═════ MATERIAL FOR THIS EXERCISE ═════

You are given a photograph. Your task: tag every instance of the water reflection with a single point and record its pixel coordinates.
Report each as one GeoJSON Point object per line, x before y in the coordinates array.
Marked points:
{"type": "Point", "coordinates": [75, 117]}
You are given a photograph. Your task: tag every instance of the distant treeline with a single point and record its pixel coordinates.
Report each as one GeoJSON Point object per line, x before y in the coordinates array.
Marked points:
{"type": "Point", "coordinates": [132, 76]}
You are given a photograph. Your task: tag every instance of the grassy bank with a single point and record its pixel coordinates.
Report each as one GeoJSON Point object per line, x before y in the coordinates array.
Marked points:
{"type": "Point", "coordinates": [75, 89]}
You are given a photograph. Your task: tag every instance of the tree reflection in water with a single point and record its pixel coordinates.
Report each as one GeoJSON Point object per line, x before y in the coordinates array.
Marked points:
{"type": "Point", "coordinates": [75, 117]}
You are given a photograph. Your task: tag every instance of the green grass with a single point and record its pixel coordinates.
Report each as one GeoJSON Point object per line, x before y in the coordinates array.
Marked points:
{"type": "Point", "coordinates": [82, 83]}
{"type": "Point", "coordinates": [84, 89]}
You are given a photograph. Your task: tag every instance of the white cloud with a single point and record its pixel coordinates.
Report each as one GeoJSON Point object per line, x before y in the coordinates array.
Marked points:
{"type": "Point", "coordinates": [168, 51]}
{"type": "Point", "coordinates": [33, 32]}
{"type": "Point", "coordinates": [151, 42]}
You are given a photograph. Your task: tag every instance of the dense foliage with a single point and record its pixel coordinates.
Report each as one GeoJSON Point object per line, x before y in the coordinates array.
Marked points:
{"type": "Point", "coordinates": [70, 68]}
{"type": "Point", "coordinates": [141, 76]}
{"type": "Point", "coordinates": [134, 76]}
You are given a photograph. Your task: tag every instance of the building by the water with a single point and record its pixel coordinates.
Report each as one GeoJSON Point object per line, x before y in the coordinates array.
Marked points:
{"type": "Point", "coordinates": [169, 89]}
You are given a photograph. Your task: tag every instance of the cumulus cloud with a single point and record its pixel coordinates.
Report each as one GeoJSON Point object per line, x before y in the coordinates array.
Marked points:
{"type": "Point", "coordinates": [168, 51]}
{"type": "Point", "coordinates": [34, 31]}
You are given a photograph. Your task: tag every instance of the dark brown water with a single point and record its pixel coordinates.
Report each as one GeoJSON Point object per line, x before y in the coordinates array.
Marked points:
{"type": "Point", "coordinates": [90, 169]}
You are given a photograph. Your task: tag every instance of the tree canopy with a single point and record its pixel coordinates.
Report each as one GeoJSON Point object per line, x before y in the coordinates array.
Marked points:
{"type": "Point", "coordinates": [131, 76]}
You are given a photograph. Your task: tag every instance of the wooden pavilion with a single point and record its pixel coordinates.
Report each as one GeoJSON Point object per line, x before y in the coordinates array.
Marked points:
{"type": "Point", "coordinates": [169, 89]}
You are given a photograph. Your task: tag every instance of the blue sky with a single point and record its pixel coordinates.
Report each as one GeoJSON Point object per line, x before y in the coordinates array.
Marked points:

═════

EXERCISE |
Return all of the material above verbatim, line for line, with nothing altered or left out.

ANSWER TO THE EXERCISE |
You are given a photograph. Your task: tag every instance of the water reflection with a single point and record its pixel coordinates.
Report each as one GeoJSON Point object per line, x before y in the coordinates array.
Marked points:
{"type": "Point", "coordinates": [75, 117]}
You are given a photograph. Your task: tag every instance of the distant treeline with a single point and record its pixel coordinates.
Report each as one GeoJSON Point object per line, x before y in the coordinates array.
Marked points:
{"type": "Point", "coordinates": [132, 76]}
You are given a photograph. Your task: tag every instance of the grassy bank with a single point and record its pixel coordinates.
Report each as one GeoJSON Point object per line, x before y in the coordinates array.
Marked points:
{"type": "Point", "coordinates": [75, 89]}
You are given a photograph. Your task: tag every instance of the tree reflection in water with a single point and record its pixel coordinates.
Report each as one GeoJSON Point object per line, x before y in the coordinates array.
Marked points:
{"type": "Point", "coordinates": [75, 117]}
You are given a photograph. Your task: tag every instance of the green grass with a single point and record its pixel coordinates.
Report each as one GeoJSON Point object per line, x before y in the coordinates array.
Marked points:
{"type": "Point", "coordinates": [82, 83]}
{"type": "Point", "coordinates": [84, 89]}
You are given a photograph. Your task: tag every instance of the white cloud with a single point and record its pixel coordinates.
Report each as one GeoJSON Point object per line, x before y in the coordinates array.
Marked points:
{"type": "Point", "coordinates": [168, 51]}
{"type": "Point", "coordinates": [33, 32]}
{"type": "Point", "coordinates": [151, 42]}
You are given a photograph. Your task: tag every instance of the dense foliage with a single point and record its pixel coordinates.
Report each as one GeoJSON Point object per line, x before y in the coordinates array.
Marked points:
{"type": "Point", "coordinates": [70, 68]}
{"type": "Point", "coordinates": [141, 76]}
{"type": "Point", "coordinates": [134, 76]}
You are given a photograph. Your task: tag every instance of the building by the water with a single point and record its pixel coordinates.
Report each as one GeoJSON Point object per line, x before y in the coordinates array.
Marked points:
{"type": "Point", "coordinates": [169, 89]}
You are given a photograph. Your task: tag every instance of the cumulus cloud with a single point and record its pixel coordinates.
Report each as one GeoJSON Point object per line, x before y in the coordinates array.
Marked points:
{"type": "Point", "coordinates": [168, 51]}
{"type": "Point", "coordinates": [34, 31]}
You are given a photograph. Your task: tag every instance of the dark brown water with a single point and record its pixel coordinates.
Report each as one GeoJSON Point object per line, x before y in the coordinates array.
Marked points:
{"type": "Point", "coordinates": [90, 169]}
You are given a photograph. Your task: tag every instance of the tree canopy with a single point and record its pixel coordinates.
Report each as one GeoJSON Point object per line, x before y in the coordinates array.
Marked points:
{"type": "Point", "coordinates": [131, 76]}
You are given a photograph. Your task: tag every instance of the wooden pavilion with a single point and record its pixel coordinates.
Report each as one GeoJSON Point object per line, x before y in the coordinates array.
Marked points:
{"type": "Point", "coordinates": [169, 89]}
You are given a photograph. Your task: tag every instance of the blue sky with a single point and record its pixel coordinates.
Report each as one GeoJSON Point object per line, x before y in the coordinates array.
Marked points:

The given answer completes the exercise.